> _Отрывок текста_:
↓

Барон выводит эту проблематику из борьбы с альбигойцами. Различные христианские еретические движения подозревались в связях с иудаизмом не столько потому, что реальные евреи действительно ими руководили, сколько потому, что еретики ссылались на Ветхий Завет, критиковали церковную традицию и участвовали в международном обмене идеями. Само слово «еврей» становилось полемическим ярлыком, которым можно было обозначить опасное отклонение от церковной нормы. После разгрома альбигойцев интерес инквизиторов все заметнее обращается к еврейским книгам и к тем случаям, когда христиане или крещеные евреи принимали иудейские практики. При этом Барон постоянно сопоставляет церковные амбиции с сопротивлением светских властей. Арагонские монархи неоднократно подчеркивали, что некрещеный еврей является их подданным и его преступления подлежат королевскому, а не инквизиционному суду. Даже когда причиной такой защиты были фискальные интересы — еврейские общины были важным источником королевских доходов, — юридический результат оказывался существенным: претензия церковного суда на неограниченную власть наталкивалась на формирующееся представление о государственном суверенитете.

↑

> _Исходные записи_:
↓

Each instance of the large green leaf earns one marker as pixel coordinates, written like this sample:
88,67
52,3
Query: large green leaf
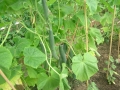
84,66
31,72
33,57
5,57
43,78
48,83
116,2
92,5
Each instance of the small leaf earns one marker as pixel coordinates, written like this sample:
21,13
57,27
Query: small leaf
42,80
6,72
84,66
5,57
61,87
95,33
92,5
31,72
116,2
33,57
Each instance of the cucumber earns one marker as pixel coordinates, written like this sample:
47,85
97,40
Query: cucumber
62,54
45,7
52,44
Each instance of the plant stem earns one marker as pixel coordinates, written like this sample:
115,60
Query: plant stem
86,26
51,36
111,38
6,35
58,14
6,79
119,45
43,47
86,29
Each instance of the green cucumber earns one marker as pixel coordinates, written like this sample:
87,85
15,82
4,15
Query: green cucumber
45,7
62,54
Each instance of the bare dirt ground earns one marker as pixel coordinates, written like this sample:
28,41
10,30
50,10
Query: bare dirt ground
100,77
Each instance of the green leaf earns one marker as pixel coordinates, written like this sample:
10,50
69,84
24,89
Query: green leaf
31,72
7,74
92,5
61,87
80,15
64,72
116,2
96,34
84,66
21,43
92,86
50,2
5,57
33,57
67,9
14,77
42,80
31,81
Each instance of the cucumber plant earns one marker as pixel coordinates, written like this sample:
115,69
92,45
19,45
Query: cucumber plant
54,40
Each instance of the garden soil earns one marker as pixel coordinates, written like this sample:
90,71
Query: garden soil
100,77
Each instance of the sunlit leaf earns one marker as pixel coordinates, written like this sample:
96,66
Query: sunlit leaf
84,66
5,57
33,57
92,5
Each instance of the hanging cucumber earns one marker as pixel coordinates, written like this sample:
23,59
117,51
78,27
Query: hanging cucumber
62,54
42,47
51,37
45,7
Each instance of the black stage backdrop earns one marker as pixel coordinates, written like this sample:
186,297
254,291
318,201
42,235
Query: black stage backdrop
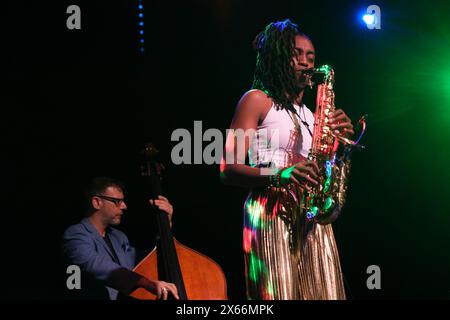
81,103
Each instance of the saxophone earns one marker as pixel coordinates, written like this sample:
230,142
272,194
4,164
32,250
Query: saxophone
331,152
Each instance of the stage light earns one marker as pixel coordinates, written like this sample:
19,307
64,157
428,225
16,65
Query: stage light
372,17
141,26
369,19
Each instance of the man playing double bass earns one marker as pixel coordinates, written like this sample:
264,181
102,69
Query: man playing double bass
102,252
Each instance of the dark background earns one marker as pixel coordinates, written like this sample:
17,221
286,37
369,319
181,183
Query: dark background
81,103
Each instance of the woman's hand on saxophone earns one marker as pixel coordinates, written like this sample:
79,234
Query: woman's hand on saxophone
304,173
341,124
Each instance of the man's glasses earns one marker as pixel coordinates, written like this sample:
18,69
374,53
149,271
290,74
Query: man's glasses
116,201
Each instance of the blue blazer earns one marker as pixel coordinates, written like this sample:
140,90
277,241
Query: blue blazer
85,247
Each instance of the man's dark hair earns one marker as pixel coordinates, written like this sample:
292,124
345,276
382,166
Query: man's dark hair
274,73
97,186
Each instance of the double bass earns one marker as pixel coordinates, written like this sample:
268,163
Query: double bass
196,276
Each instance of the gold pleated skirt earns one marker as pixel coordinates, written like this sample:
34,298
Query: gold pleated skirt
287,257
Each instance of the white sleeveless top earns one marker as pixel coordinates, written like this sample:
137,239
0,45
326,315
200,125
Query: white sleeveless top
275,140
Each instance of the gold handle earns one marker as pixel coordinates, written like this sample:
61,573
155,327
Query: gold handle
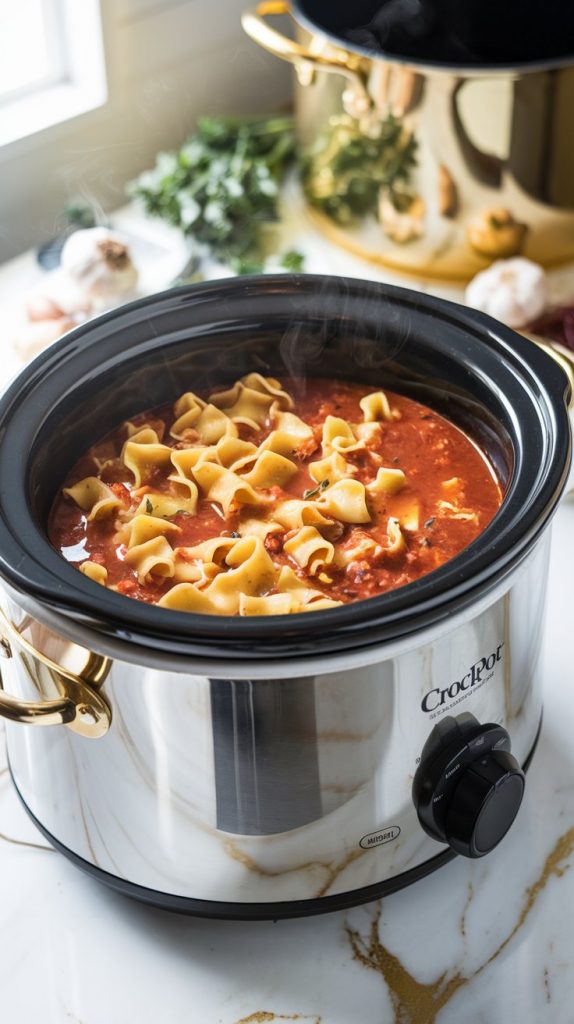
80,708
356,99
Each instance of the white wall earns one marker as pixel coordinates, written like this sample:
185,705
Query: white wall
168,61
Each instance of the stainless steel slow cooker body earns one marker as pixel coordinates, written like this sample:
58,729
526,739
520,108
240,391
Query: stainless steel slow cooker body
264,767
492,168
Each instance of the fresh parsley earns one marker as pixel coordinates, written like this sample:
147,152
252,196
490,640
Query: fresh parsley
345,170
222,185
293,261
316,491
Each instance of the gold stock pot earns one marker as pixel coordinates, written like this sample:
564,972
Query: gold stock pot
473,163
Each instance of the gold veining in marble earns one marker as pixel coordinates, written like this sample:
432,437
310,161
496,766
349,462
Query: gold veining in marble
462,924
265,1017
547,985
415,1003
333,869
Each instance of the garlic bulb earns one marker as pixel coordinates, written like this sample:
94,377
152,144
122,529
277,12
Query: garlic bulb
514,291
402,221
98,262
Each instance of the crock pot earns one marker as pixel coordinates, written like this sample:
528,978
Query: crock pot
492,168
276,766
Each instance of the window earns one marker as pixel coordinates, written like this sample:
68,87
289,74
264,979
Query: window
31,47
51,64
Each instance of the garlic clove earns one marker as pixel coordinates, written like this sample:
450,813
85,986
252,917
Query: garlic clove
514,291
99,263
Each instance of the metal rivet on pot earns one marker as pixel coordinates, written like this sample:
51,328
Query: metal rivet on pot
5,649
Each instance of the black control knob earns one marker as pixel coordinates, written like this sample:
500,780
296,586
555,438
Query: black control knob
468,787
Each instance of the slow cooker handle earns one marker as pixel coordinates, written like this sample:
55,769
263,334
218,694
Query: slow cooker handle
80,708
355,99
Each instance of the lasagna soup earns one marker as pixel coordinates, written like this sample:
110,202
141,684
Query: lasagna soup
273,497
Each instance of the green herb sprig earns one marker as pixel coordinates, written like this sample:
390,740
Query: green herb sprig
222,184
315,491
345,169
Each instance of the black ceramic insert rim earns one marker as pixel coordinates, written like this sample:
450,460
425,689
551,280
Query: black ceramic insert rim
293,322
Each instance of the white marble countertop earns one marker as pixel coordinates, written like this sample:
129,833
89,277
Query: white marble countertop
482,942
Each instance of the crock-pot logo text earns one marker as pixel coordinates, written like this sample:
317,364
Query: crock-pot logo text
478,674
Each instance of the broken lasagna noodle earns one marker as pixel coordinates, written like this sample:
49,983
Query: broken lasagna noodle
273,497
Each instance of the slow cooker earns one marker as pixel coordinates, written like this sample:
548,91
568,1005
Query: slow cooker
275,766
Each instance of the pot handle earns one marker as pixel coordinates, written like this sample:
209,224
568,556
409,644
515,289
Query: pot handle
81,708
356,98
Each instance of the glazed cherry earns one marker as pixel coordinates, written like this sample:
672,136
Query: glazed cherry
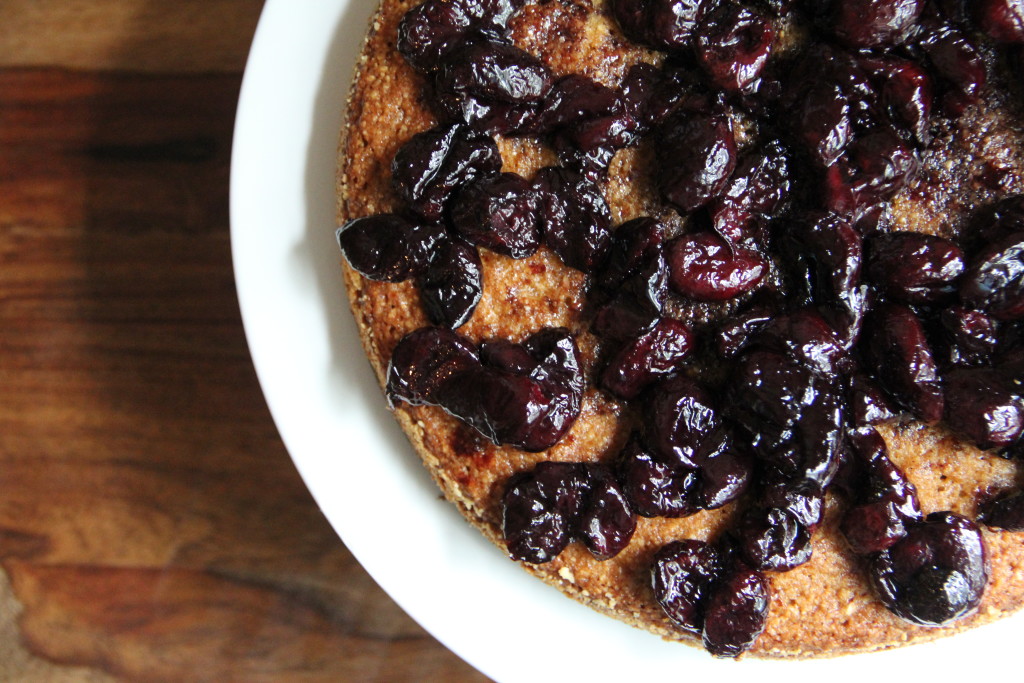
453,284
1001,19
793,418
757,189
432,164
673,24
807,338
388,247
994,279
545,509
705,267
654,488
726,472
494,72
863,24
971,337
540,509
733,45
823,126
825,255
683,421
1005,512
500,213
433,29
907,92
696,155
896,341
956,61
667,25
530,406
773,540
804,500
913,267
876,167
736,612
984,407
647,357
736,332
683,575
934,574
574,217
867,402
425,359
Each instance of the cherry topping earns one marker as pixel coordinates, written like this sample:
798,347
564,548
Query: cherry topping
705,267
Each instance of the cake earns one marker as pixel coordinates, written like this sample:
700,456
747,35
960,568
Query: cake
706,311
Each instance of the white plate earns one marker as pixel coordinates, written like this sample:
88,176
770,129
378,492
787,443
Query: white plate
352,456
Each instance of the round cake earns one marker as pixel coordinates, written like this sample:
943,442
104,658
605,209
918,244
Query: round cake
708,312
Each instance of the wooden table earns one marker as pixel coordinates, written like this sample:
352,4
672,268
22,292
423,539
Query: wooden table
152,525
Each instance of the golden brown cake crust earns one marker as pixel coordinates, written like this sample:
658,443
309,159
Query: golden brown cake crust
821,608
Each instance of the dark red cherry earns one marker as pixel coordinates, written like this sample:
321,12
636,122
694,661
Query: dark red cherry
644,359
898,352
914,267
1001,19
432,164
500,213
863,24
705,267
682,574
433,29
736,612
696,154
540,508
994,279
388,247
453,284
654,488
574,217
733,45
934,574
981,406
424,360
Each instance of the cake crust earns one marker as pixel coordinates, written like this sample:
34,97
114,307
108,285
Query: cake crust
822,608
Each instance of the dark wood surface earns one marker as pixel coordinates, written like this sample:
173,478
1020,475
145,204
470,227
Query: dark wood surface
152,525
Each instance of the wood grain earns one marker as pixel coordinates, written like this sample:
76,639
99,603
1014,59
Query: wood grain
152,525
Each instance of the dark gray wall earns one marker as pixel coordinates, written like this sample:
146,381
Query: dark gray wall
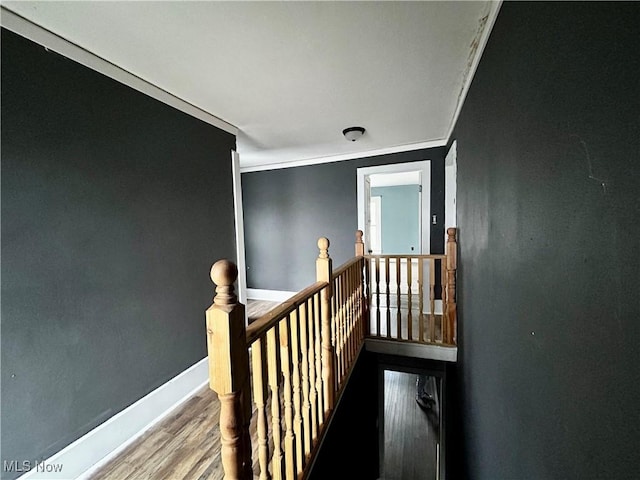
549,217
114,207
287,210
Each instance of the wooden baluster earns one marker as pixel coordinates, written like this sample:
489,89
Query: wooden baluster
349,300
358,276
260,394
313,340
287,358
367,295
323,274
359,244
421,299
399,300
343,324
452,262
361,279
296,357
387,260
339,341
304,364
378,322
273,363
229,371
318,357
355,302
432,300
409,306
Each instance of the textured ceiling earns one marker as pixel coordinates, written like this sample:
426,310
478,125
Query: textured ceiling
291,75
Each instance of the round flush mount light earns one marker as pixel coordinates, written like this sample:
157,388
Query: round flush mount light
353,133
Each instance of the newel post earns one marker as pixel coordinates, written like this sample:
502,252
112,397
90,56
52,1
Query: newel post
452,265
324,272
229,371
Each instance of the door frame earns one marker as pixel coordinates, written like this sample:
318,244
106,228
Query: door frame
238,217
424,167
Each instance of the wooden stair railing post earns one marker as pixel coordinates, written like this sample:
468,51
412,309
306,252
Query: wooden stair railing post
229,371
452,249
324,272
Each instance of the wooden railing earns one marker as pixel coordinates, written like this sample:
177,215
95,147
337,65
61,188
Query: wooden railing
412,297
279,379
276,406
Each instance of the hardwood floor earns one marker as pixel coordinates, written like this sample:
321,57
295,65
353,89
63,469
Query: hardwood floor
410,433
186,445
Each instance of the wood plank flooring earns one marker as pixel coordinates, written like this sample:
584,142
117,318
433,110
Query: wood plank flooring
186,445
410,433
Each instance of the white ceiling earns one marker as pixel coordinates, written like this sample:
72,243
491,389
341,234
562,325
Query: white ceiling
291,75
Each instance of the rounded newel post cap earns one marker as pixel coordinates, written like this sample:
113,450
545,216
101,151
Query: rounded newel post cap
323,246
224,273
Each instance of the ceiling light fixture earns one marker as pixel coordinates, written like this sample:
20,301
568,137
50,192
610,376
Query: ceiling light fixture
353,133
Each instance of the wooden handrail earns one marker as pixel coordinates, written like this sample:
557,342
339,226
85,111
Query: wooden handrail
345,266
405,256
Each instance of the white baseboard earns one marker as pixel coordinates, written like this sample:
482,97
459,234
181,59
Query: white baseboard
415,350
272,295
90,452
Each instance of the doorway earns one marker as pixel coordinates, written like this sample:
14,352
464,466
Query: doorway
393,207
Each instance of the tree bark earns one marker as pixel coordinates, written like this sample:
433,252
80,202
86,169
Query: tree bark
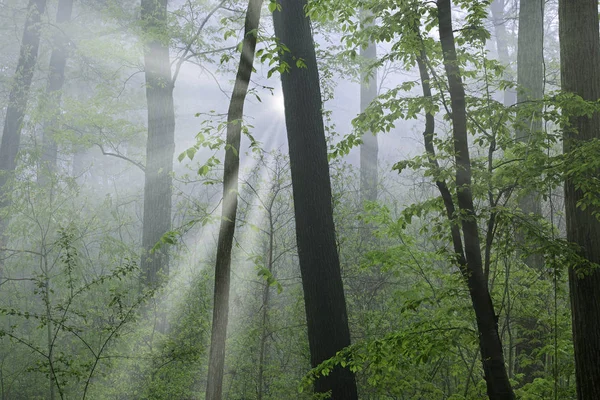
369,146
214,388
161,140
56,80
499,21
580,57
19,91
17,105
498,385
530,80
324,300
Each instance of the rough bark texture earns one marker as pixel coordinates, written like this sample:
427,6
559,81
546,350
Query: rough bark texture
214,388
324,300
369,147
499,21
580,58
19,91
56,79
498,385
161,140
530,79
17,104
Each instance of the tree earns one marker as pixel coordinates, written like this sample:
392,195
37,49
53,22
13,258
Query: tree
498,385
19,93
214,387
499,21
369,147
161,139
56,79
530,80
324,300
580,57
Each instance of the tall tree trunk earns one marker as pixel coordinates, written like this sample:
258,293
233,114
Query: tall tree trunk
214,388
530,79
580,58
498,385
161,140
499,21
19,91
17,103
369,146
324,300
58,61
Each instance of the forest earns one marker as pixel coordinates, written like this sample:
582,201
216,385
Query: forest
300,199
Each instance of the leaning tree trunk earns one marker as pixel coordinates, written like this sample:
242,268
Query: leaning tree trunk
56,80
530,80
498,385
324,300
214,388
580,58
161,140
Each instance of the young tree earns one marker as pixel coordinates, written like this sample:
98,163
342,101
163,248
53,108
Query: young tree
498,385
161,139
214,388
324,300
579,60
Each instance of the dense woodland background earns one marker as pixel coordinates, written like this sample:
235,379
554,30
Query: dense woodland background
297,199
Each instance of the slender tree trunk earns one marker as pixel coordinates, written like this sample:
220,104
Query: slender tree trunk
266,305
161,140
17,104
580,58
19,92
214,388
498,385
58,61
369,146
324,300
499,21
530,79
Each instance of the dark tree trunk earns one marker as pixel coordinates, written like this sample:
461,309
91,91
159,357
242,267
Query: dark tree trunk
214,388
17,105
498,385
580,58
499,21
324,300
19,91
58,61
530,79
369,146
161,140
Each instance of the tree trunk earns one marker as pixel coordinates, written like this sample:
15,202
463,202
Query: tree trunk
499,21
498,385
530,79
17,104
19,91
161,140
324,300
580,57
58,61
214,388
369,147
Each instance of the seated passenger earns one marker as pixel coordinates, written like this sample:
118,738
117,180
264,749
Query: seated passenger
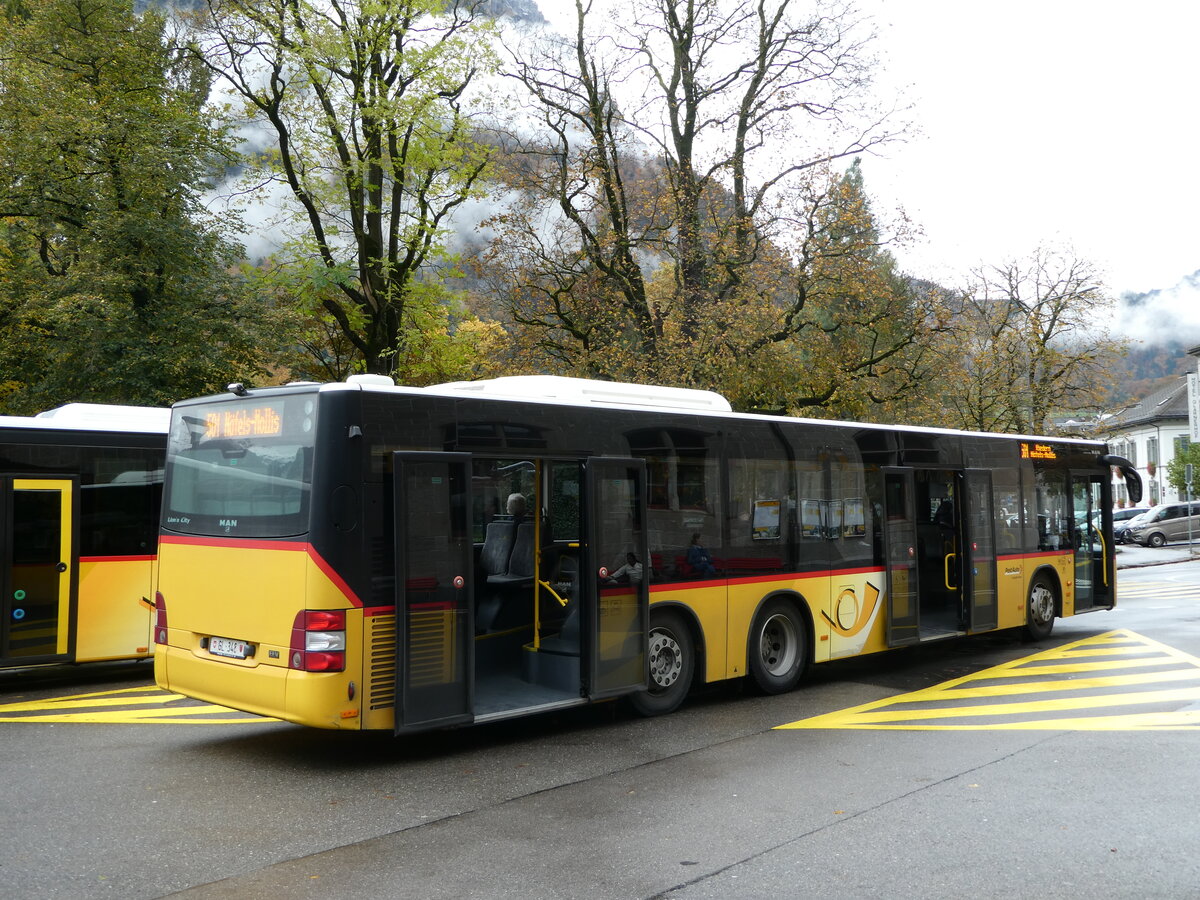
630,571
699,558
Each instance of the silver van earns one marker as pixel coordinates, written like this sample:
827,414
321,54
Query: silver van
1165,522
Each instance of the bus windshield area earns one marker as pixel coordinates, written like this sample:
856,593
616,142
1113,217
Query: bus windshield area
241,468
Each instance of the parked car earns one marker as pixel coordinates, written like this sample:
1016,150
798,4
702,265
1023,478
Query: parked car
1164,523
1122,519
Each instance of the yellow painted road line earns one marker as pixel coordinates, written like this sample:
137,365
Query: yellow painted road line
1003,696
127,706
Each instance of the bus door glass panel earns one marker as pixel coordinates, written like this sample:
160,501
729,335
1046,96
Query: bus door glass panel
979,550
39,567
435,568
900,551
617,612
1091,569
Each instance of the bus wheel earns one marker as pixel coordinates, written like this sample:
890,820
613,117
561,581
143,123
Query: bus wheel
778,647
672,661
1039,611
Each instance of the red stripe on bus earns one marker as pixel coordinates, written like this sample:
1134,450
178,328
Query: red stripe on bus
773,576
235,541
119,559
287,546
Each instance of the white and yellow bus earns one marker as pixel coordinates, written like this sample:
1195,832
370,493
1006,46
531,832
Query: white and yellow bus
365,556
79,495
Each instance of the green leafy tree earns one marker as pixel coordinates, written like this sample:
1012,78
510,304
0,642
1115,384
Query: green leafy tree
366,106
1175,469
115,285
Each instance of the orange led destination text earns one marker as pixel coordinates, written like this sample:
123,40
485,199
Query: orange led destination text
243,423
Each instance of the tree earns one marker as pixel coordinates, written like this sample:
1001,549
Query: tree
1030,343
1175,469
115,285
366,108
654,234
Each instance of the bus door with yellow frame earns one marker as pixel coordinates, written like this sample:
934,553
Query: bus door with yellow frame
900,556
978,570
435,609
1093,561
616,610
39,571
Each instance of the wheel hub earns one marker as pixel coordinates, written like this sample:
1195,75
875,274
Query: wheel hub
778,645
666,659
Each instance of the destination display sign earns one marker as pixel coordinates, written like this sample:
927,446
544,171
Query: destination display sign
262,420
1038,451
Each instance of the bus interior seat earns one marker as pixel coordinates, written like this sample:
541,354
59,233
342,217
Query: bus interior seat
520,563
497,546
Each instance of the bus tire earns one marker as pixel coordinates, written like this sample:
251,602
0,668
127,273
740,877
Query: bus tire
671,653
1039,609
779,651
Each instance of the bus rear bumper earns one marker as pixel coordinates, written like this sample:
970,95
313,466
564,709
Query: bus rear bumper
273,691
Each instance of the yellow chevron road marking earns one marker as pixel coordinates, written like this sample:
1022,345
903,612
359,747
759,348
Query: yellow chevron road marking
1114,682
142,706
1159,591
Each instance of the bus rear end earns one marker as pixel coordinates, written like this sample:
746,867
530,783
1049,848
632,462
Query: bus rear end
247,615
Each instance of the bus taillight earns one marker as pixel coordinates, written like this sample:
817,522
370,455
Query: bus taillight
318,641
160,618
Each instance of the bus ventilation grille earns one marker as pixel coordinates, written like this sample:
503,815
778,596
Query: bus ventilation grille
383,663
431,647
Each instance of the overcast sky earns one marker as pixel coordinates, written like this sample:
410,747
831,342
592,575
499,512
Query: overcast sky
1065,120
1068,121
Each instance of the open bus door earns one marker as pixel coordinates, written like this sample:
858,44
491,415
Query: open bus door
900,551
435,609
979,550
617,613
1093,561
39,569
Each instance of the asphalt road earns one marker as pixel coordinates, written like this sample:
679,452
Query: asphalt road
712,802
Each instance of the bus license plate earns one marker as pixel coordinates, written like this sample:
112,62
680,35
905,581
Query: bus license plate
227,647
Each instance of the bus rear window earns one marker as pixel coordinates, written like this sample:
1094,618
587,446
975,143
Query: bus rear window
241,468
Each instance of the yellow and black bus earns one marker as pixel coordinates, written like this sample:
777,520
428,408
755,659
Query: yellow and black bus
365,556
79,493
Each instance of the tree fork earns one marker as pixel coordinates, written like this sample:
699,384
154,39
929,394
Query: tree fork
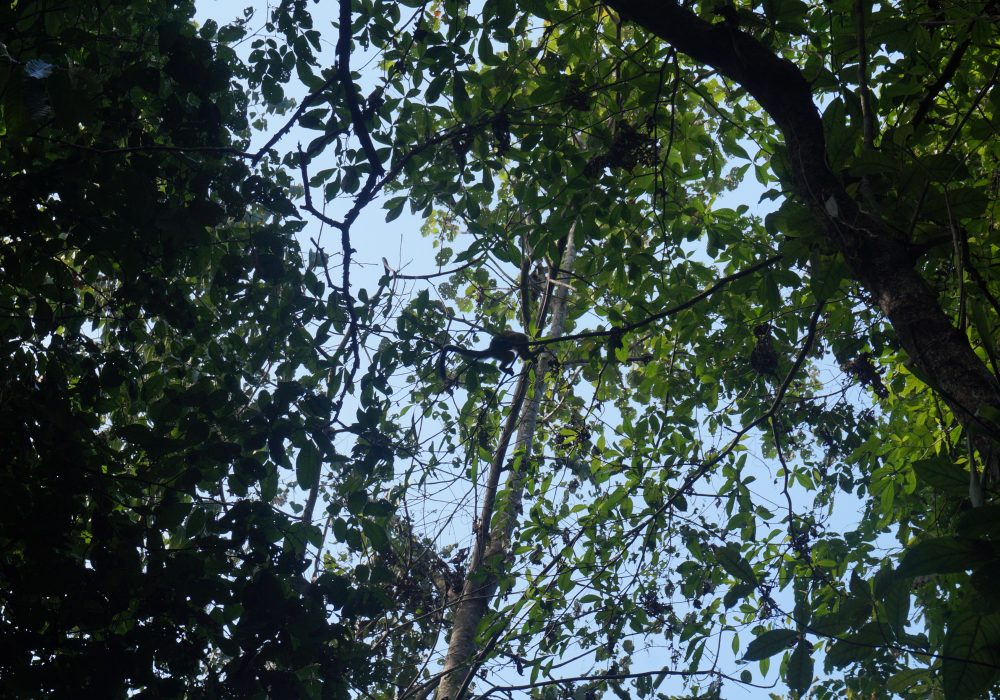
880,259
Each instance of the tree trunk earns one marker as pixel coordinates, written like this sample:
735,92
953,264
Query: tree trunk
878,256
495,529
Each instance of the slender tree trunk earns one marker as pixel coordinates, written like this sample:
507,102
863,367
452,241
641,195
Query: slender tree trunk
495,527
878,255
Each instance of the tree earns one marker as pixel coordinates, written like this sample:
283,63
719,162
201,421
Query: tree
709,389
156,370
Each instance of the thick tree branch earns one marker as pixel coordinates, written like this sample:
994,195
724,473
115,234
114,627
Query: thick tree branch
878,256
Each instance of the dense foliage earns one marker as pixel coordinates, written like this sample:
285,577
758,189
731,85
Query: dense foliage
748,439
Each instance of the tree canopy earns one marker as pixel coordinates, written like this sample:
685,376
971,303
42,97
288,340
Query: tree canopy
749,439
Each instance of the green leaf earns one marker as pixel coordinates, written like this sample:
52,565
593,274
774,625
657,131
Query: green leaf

↑

> _Задания_:
**1.** Из борьбы с кем, согласно отрывку об инквизиции, Барон выводит эту проблематику?
**2.** Выберите из записей все строки, в которых есть слово «hanging», с учетом регистра.
Отрывок и записи взяты из разных источников.

> _Ответы к заданиям_:
**1.** Из борьбы с альбигойцами.

**2.**
Each instance of the hanging cucumber earns one marker as pixel coordinates, written like this sample:
Query: hanging cucumber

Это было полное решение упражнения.